Listed entries:
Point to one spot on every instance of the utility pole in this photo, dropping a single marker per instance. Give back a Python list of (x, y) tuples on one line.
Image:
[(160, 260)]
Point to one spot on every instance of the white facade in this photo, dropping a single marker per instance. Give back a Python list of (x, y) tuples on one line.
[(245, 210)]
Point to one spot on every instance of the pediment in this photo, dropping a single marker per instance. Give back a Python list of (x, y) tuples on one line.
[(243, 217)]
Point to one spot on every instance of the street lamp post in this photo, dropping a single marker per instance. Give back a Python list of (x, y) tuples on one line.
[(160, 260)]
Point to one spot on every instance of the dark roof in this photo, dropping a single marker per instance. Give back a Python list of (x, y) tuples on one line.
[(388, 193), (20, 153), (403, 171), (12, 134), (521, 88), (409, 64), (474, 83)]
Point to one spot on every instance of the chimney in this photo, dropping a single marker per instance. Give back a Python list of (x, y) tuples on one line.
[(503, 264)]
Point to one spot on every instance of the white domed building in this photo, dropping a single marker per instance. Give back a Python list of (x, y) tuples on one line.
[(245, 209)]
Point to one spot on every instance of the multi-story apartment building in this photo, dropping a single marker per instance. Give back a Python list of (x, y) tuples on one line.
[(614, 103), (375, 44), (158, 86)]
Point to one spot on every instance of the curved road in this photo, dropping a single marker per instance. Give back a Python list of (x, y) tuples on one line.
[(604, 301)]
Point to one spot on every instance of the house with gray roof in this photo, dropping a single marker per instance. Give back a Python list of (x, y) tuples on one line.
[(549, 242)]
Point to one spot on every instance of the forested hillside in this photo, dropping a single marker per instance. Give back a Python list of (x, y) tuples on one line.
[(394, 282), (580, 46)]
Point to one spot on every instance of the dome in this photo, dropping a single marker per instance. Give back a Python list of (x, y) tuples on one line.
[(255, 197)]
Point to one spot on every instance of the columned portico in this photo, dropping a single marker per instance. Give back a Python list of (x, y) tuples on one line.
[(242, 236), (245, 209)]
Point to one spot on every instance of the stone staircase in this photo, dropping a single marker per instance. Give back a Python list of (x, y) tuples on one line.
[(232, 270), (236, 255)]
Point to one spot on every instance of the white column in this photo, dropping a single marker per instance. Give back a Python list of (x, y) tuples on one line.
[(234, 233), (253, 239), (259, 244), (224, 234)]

Work required:
Only an exact reproduction of the lines from the one with "Point to one spot on every instance of the white column" to the end of the listing is expected.

Reply:
Point to one spot on every instance of the white column in this photo, dropping a single marker per instance. Give back a Python list of (x, y) tuples on one line.
[(234, 233), (253, 239), (259, 244), (224, 234)]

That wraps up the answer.